**Text excerpt:**
┄┄┄┄┄┄┄┄┄┄

The key is to link this treasure chest to the other texts you are reading.
Look for the theme or topic of the passage. Is it about dinosaurs? Singapore history? The Olympics? Use your existing knowledge about these topics to help you better understand what you are reading.
Next identify the text type. Is it a story? Is it a set of instructions? Is it a news report? At primary school level, students do not always have to use the specific terms; knowing that it is a story will suffice, though if they identify a narrative, this will be fantastic. This will help you decide which grammar items to use. For example, you will encounter more past tense and past participle verbs in a news report of an accident that happened the day before.

┄┄┄┄┄┄┄┄┄┄

**Items:**
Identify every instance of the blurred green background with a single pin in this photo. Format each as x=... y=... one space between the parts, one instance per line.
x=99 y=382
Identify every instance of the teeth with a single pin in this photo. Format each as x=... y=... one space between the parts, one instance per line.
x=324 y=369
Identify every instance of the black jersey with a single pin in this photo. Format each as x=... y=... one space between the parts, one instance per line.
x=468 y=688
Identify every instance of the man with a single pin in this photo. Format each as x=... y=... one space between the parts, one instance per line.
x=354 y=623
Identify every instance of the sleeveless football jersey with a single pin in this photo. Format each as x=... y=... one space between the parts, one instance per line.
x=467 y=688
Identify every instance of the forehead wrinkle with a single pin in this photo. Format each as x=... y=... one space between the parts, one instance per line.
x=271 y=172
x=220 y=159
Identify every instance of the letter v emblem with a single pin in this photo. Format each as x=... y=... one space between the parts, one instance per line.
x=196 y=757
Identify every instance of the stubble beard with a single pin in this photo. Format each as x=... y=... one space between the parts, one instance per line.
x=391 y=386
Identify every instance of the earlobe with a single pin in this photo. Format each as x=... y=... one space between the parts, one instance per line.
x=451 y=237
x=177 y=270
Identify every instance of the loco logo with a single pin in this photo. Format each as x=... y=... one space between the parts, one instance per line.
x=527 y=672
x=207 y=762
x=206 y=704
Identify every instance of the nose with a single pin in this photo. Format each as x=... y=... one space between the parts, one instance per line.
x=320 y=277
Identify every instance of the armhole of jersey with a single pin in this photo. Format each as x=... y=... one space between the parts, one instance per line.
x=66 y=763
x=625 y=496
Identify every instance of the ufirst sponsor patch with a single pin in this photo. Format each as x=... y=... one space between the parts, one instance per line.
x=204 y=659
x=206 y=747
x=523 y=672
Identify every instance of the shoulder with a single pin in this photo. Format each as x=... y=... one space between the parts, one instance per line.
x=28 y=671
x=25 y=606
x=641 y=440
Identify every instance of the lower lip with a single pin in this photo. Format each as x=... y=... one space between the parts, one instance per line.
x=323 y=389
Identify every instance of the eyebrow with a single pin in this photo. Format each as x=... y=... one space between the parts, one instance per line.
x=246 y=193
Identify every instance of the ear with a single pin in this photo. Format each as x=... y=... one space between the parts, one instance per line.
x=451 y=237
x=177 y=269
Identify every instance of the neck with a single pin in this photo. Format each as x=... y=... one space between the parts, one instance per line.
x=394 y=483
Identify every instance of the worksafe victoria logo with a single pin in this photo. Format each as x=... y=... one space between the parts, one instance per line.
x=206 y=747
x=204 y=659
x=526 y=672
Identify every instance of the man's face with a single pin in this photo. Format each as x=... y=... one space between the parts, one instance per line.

┄┄┄┄┄┄┄┄┄┄

**Short problem:** Can you repeat the passage on reading strategies from "Look for the" to "what you are reading.", substituting "volcanoes" for "dinosaurs"? Nothing in the records is required for this work.

**Complete answer:**
Look for the theme or topic of the passage. Is it about volcanoes? Singapore history? The Olympics? Use your existing knowledge about these topics to help you better understand what you are reading.